PROVIDED DATA:

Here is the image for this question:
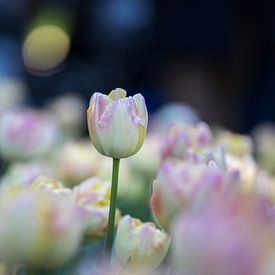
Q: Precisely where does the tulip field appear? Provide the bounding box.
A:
[0,84,275,275]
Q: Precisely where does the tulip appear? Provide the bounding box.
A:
[0,185,82,267]
[171,196,275,275]
[87,88,148,159]
[115,215,170,270]
[253,123,275,174]
[48,93,85,139]
[162,122,213,159]
[161,122,225,167]
[151,161,239,230]
[73,178,120,238]
[53,140,100,186]
[149,102,199,134]
[217,131,253,157]
[87,88,148,252]
[0,109,58,161]
[0,76,27,113]
[225,154,275,203]
[1,161,53,188]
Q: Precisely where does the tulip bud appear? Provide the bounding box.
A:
[217,131,253,157]
[0,160,53,188]
[87,88,148,159]
[115,215,170,270]
[162,122,213,159]
[0,107,57,160]
[171,197,275,275]
[151,161,238,230]
[0,185,82,267]
[73,178,120,238]
[54,140,100,186]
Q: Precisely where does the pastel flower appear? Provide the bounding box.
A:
[0,160,53,188]
[253,123,275,174]
[73,178,120,238]
[87,88,148,159]
[0,109,58,160]
[171,196,275,275]
[0,185,82,267]
[115,215,170,270]
[47,93,86,139]
[151,161,239,230]
[53,140,105,186]
[225,154,275,203]
[161,122,227,167]
[217,131,253,157]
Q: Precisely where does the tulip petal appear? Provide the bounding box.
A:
[98,98,139,158]
[108,88,127,100]
[133,94,148,128]
[87,93,111,154]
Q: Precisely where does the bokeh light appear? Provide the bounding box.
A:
[23,24,71,73]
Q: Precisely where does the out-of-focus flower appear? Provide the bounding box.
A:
[0,109,58,160]
[115,215,170,270]
[172,196,275,275]
[253,124,275,174]
[73,178,120,238]
[129,134,161,178]
[0,77,27,112]
[151,161,239,230]
[162,122,213,159]
[217,131,253,156]
[225,154,275,203]
[87,88,148,159]
[53,140,102,185]
[149,103,199,134]
[0,185,82,267]
[48,93,86,138]
[0,161,53,188]
[161,122,225,167]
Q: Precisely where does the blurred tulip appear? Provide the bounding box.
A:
[87,88,148,159]
[0,109,58,161]
[0,186,82,267]
[172,197,275,275]
[48,93,86,139]
[129,134,161,179]
[73,178,120,238]
[0,77,27,113]
[217,131,253,156]
[149,102,199,134]
[53,140,101,186]
[162,122,213,159]
[226,154,275,203]
[0,161,53,188]
[161,122,225,167]
[115,215,170,270]
[151,161,239,230]
[253,124,275,174]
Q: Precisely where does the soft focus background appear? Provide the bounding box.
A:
[0,0,275,132]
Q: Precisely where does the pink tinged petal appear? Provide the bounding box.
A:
[98,98,139,158]
[108,88,127,100]
[87,93,111,154]
[133,94,148,128]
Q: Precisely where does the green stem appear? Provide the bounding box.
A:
[106,158,119,251]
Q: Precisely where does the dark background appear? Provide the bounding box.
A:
[0,0,275,132]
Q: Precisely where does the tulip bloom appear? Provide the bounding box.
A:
[0,109,58,160]
[73,178,120,238]
[0,185,83,267]
[115,215,170,270]
[151,161,239,232]
[217,131,253,157]
[87,88,148,159]
[172,197,275,275]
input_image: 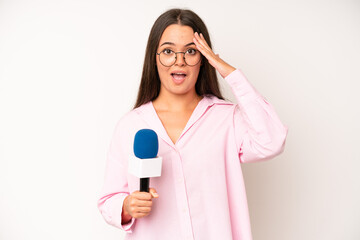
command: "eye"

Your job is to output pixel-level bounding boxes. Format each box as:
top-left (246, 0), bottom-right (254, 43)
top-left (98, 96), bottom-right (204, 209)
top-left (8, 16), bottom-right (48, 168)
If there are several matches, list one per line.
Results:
top-left (186, 48), bottom-right (196, 55)
top-left (162, 48), bottom-right (173, 55)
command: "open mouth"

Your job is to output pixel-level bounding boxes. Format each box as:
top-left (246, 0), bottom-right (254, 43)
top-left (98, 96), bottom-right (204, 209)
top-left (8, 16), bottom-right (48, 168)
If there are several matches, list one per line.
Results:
top-left (171, 73), bottom-right (186, 80)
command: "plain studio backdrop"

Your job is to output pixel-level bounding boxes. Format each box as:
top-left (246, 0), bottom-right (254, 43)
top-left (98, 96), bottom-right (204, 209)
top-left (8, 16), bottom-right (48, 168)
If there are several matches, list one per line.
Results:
top-left (0, 0), bottom-right (360, 240)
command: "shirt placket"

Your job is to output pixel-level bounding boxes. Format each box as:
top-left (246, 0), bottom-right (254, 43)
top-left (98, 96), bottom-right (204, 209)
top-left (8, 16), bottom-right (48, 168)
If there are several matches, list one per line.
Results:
top-left (172, 148), bottom-right (194, 240)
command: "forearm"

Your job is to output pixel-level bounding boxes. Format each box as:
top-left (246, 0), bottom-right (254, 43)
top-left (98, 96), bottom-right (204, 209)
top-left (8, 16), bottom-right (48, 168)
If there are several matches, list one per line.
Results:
top-left (121, 197), bottom-right (132, 224)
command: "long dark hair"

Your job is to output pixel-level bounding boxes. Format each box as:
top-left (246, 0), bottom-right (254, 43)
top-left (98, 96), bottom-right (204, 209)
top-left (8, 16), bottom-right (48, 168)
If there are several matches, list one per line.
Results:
top-left (134, 8), bottom-right (224, 108)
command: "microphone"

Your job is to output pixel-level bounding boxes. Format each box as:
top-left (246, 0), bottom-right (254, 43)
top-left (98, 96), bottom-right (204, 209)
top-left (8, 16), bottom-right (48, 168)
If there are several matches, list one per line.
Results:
top-left (128, 129), bottom-right (162, 192)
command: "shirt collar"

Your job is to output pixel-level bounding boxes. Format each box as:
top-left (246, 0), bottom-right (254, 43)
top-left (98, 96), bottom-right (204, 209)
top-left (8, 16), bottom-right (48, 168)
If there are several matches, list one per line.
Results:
top-left (134, 95), bottom-right (233, 148)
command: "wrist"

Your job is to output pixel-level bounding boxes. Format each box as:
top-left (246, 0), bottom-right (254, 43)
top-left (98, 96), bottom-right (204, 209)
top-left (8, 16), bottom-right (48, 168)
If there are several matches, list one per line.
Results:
top-left (121, 196), bottom-right (132, 224)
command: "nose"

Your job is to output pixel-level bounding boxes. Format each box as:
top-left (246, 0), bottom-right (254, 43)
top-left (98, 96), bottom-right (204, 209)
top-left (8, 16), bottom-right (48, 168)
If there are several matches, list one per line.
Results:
top-left (175, 52), bottom-right (186, 66)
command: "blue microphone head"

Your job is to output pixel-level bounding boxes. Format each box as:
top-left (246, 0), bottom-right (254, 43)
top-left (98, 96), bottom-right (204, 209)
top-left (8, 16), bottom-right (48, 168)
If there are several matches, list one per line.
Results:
top-left (134, 129), bottom-right (159, 159)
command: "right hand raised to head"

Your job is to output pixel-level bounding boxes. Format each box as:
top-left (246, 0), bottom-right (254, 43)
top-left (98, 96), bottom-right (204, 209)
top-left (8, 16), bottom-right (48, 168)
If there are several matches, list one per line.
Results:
top-left (122, 188), bottom-right (159, 222)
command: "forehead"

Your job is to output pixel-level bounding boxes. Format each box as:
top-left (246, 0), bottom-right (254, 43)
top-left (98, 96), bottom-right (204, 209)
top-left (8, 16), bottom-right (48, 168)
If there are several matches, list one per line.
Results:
top-left (159, 24), bottom-right (194, 46)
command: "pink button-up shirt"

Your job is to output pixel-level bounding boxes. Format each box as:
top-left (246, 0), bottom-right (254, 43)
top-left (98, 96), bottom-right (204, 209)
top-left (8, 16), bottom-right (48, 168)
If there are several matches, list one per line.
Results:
top-left (98, 69), bottom-right (288, 240)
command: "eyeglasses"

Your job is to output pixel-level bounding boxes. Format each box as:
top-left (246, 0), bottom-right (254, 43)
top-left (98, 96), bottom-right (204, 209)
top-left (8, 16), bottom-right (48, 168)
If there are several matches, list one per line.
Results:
top-left (156, 48), bottom-right (201, 67)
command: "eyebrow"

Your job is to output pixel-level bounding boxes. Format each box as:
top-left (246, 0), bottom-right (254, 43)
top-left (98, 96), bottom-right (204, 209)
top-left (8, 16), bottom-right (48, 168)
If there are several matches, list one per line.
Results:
top-left (160, 42), bottom-right (195, 47)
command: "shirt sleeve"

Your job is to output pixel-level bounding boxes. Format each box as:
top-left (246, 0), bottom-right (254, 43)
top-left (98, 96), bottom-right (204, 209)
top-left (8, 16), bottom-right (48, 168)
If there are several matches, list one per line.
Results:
top-left (225, 69), bottom-right (288, 163)
top-left (98, 120), bottom-right (135, 233)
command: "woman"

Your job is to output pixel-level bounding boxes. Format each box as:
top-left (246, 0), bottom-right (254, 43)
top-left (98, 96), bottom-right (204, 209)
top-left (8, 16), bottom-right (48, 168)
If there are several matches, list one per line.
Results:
top-left (98, 9), bottom-right (287, 240)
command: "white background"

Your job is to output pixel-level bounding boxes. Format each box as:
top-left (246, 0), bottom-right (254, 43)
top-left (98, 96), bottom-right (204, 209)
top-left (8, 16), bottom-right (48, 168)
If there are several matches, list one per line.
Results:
top-left (0, 0), bottom-right (360, 240)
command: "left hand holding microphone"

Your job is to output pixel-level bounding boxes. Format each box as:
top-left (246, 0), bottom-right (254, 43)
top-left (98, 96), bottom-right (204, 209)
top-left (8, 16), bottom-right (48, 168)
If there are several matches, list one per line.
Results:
top-left (122, 188), bottom-right (159, 224)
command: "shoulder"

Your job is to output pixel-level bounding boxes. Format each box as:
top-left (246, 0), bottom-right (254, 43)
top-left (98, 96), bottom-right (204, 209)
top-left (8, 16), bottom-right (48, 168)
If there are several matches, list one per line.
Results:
top-left (204, 95), bottom-right (237, 109)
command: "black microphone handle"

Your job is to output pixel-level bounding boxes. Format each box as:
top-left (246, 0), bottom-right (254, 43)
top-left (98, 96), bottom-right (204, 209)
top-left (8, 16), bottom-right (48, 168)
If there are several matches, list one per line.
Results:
top-left (140, 178), bottom-right (150, 192)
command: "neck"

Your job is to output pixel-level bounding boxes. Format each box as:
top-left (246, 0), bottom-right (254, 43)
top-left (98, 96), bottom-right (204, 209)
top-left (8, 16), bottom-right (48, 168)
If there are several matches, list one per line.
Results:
top-left (153, 91), bottom-right (202, 112)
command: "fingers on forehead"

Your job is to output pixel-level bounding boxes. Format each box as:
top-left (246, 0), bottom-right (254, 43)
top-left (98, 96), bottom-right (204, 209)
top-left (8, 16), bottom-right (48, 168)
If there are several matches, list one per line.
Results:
top-left (137, 192), bottom-right (151, 200)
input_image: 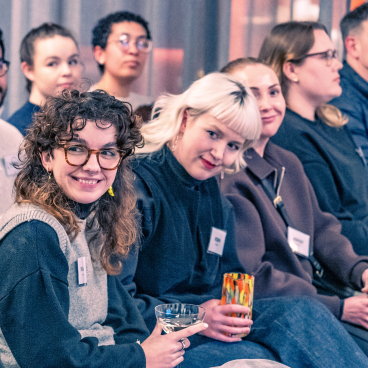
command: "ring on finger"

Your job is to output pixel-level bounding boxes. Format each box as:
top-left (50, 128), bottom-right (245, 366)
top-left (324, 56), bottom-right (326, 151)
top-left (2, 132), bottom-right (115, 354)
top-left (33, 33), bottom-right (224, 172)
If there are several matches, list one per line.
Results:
top-left (179, 339), bottom-right (185, 351)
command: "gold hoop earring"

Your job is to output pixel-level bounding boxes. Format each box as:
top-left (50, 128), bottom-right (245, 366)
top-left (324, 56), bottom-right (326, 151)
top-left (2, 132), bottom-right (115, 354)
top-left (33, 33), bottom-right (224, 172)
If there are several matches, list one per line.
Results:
top-left (171, 134), bottom-right (179, 152)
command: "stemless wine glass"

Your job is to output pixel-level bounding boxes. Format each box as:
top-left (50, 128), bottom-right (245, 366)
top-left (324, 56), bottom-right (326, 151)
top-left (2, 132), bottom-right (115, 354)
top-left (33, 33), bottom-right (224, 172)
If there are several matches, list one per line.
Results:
top-left (155, 303), bottom-right (206, 367)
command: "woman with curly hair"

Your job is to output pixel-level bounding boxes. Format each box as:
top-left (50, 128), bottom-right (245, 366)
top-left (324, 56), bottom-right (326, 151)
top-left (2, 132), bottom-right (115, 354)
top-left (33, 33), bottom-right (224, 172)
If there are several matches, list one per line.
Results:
top-left (0, 90), bottom-right (205, 367)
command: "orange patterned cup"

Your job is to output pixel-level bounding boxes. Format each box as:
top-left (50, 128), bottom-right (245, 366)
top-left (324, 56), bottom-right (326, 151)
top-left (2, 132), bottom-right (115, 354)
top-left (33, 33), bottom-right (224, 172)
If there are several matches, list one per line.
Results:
top-left (221, 273), bottom-right (254, 337)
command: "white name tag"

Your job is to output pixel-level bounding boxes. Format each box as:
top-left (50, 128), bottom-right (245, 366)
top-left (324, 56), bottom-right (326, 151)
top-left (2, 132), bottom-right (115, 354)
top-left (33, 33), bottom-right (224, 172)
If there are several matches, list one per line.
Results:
top-left (78, 257), bottom-right (87, 286)
top-left (207, 227), bottom-right (226, 257)
top-left (288, 226), bottom-right (310, 258)
top-left (3, 155), bottom-right (18, 176)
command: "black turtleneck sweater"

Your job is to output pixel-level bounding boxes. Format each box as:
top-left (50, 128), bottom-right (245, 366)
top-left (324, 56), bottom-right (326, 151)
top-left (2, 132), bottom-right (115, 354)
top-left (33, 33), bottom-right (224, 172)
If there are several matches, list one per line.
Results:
top-left (120, 146), bottom-right (242, 330)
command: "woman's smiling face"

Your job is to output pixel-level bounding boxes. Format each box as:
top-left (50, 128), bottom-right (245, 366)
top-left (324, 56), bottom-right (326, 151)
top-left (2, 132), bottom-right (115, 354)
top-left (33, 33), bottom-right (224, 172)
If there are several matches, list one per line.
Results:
top-left (173, 111), bottom-right (245, 180)
top-left (41, 120), bottom-right (117, 204)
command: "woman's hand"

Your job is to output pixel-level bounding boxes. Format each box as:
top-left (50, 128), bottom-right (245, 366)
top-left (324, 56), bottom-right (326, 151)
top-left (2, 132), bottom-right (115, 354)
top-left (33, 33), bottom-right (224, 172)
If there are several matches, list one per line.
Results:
top-left (141, 323), bottom-right (207, 368)
top-left (200, 299), bottom-right (253, 342)
top-left (341, 295), bottom-right (368, 329)
top-left (362, 268), bottom-right (368, 294)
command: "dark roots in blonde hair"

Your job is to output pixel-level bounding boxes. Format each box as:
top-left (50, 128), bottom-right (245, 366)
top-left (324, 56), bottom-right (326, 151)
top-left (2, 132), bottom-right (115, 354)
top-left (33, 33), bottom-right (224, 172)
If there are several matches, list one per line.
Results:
top-left (15, 90), bottom-right (142, 274)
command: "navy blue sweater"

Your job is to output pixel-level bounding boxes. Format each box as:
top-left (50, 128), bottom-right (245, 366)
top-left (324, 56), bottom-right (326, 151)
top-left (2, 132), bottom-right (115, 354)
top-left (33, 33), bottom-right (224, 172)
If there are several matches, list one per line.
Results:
top-left (330, 61), bottom-right (368, 162)
top-left (271, 109), bottom-right (368, 255)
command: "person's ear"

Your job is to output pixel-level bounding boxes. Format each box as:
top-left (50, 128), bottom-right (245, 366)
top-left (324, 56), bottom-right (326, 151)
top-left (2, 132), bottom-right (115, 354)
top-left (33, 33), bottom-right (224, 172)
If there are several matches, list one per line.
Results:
top-left (344, 36), bottom-right (360, 59)
top-left (93, 46), bottom-right (106, 65)
top-left (180, 109), bottom-right (188, 133)
top-left (20, 61), bottom-right (35, 82)
top-left (40, 151), bottom-right (54, 172)
top-left (282, 61), bottom-right (299, 83)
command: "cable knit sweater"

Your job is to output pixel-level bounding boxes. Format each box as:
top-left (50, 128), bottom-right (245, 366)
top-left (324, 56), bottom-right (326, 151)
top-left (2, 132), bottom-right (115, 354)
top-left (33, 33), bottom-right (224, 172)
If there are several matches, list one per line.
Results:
top-left (0, 204), bottom-right (148, 368)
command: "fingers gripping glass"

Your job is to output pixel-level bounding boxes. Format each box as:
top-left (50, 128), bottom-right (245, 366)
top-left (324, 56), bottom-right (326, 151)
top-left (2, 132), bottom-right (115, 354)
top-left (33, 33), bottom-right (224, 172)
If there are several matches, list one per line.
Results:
top-left (61, 144), bottom-right (125, 170)
top-left (0, 59), bottom-right (10, 77)
top-left (118, 33), bottom-right (152, 53)
top-left (290, 49), bottom-right (338, 66)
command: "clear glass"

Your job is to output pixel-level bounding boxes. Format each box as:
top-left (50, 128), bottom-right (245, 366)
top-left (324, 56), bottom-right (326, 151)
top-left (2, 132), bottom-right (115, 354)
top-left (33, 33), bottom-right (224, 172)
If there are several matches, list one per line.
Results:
top-left (155, 303), bottom-right (206, 367)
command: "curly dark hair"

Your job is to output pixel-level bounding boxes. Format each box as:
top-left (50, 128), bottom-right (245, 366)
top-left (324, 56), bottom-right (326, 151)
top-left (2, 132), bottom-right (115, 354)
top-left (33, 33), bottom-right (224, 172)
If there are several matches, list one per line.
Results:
top-left (92, 11), bottom-right (151, 74)
top-left (15, 90), bottom-right (143, 274)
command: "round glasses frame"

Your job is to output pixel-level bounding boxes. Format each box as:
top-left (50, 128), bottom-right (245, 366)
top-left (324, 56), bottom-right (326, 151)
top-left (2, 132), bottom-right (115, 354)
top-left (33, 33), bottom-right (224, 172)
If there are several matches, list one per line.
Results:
top-left (60, 144), bottom-right (127, 171)
top-left (117, 33), bottom-right (152, 54)
top-left (290, 49), bottom-right (338, 66)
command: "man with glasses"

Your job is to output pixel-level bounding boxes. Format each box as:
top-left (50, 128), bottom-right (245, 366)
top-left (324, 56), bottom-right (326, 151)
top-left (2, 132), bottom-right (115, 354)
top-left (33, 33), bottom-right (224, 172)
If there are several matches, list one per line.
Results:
top-left (0, 29), bottom-right (23, 217)
top-left (331, 3), bottom-right (368, 163)
top-left (92, 11), bottom-right (153, 110)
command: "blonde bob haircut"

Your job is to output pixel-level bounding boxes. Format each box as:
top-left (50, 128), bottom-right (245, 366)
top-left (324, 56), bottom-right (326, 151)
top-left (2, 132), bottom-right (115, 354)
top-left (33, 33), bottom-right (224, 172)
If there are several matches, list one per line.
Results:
top-left (136, 73), bottom-right (262, 173)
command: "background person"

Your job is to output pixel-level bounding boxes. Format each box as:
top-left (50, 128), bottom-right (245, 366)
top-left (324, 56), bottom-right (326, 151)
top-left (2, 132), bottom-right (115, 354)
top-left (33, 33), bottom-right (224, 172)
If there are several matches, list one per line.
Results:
top-left (259, 22), bottom-right (368, 255)
top-left (221, 58), bottom-right (368, 354)
top-left (9, 23), bottom-right (82, 135)
top-left (0, 90), bottom-right (205, 368)
top-left (92, 11), bottom-right (153, 111)
top-left (0, 29), bottom-right (23, 217)
top-left (121, 73), bottom-right (367, 368)
top-left (331, 4), bottom-right (368, 163)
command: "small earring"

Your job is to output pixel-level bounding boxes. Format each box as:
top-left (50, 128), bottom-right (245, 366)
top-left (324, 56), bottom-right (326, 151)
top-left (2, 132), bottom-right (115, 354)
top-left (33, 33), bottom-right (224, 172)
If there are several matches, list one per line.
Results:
top-left (107, 186), bottom-right (115, 197)
top-left (171, 134), bottom-right (179, 152)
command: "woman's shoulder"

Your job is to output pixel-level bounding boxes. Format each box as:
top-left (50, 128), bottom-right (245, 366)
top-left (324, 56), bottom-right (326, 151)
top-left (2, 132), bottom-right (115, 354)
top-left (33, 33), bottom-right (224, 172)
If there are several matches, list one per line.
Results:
top-left (0, 203), bottom-right (69, 249)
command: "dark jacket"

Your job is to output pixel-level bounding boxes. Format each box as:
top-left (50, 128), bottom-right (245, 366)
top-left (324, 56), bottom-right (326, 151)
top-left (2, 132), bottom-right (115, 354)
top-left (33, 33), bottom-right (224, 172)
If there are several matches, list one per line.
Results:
top-left (120, 146), bottom-right (241, 330)
top-left (221, 142), bottom-right (368, 318)
top-left (0, 220), bottom-right (148, 368)
top-left (330, 61), bottom-right (368, 162)
top-left (271, 109), bottom-right (368, 255)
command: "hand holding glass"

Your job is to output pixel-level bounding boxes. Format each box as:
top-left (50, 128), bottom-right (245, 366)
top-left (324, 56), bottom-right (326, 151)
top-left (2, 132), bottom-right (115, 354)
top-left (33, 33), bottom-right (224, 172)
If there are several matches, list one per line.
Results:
top-left (155, 303), bottom-right (206, 333)
top-left (221, 273), bottom-right (254, 337)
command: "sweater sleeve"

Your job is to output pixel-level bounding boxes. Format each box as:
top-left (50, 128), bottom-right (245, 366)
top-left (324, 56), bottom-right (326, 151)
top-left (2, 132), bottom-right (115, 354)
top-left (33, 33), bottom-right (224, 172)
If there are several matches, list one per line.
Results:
top-left (118, 176), bottom-right (180, 331)
top-left (0, 220), bottom-right (146, 368)
top-left (330, 89), bottom-right (368, 162)
top-left (303, 161), bottom-right (368, 255)
top-left (226, 187), bottom-right (341, 318)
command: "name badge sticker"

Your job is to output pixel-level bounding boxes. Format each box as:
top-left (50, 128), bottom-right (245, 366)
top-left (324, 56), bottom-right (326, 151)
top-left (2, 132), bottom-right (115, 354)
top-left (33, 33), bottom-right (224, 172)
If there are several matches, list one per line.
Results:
top-left (78, 257), bottom-right (87, 286)
top-left (3, 155), bottom-right (18, 176)
top-left (288, 226), bottom-right (310, 258)
top-left (207, 227), bottom-right (226, 257)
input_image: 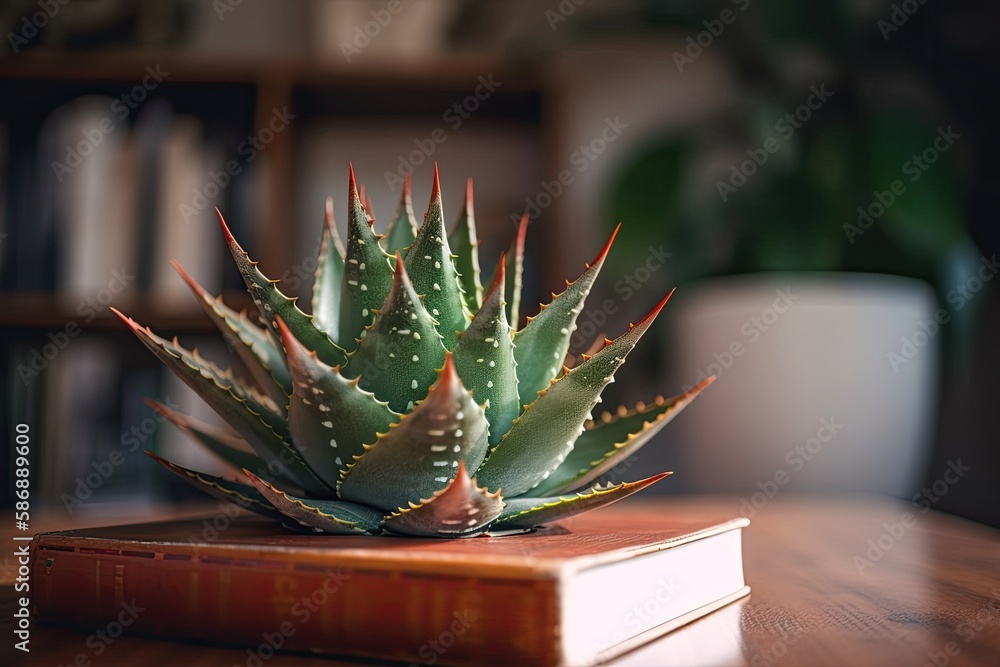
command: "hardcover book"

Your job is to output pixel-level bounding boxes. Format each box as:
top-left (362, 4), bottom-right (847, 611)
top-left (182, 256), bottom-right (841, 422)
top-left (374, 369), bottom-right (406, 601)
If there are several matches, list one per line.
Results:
top-left (32, 510), bottom-right (749, 665)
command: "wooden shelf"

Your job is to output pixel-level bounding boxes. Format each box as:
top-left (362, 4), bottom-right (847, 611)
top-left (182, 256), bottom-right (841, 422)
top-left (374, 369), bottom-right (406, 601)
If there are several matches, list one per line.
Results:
top-left (0, 51), bottom-right (540, 91)
top-left (0, 291), bottom-right (253, 337)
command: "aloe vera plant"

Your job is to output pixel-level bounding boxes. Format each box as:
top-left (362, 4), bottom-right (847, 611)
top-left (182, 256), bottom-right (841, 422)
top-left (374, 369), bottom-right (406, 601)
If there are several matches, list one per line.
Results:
top-left (115, 166), bottom-right (711, 537)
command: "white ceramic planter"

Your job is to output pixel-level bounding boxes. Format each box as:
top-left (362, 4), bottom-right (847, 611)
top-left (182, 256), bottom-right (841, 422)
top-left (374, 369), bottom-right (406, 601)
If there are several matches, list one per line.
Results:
top-left (669, 273), bottom-right (936, 500)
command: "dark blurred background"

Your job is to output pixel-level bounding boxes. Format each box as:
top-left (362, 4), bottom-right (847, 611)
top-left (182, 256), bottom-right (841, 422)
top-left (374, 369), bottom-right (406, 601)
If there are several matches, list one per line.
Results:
top-left (0, 0), bottom-right (1000, 525)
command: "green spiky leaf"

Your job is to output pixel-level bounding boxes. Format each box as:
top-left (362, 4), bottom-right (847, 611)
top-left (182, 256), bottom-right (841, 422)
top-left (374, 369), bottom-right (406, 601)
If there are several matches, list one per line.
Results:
top-left (219, 213), bottom-right (346, 366)
top-left (490, 472), bottom-right (671, 532)
top-left (531, 376), bottom-right (715, 496)
top-left (476, 296), bottom-right (670, 498)
top-left (145, 398), bottom-right (271, 477)
top-left (310, 197), bottom-right (344, 344)
top-left (243, 470), bottom-right (382, 535)
top-left (385, 174), bottom-right (417, 257)
top-left (382, 462), bottom-right (504, 537)
top-left (448, 178), bottom-right (483, 313)
top-left (490, 213), bottom-right (528, 331)
top-left (112, 309), bottom-right (331, 495)
top-left (338, 167), bottom-right (392, 350)
top-left (172, 261), bottom-right (292, 409)
top-left (343, 255), bottom-right (445, 412)
top-left (453, 258), bottom-right (520, 446)
top-left (514, 227), bottom-right (618, 405)
top-left (276, 319), bottom-right (399, 488)
top-left (146, 451), bottom-right (284, 521)
top-left (405, 167), bottom-right (469, 350)
top-left (337, 356), bottom-right (489, 511)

WORK TO COMPLETE: Can you copy out the records word for word, starting at their first line and stopping after the line that contains "[54,140,100,186]"? Omit the pictures.

SOLUTION:
Here is the image for this question:
Q: Precisely where does the tulip field appear? Provide the bounding box.
A:
[0,84,275,275]
Q: Precisely where does the tulip appear? Provide the bounding box.
A:
[0,185,82,267]
[171,196,275,275]
[87,88,148,159]
[115,215,170,270]
[253,123,275,174]
[48,93,85,139]
[162,122,213,159]
[161,122,225,167]
[151,161,239,230]
[73,178,120,238]
[53,140,100,186]
[149,102,199,134]
[217,131,253,157]
[87,88,148,252]
[0,109,58,161]
[0,76,27,113]
[225,154,275,203]
[1,161,53,188]
Q: Precisely where does the tulip bud appear? Provide the bounding box.
A:
[217,131,253,157]
[0,160,53,188]
[87,88,148,159]
[115,215,170,270]
[162,122,213,159]
[0,107,57,160]
[171,197,275,275]
[151,161,238,230]
[0,185,82,267]
[73,178,120,238]
[54,140,100,186]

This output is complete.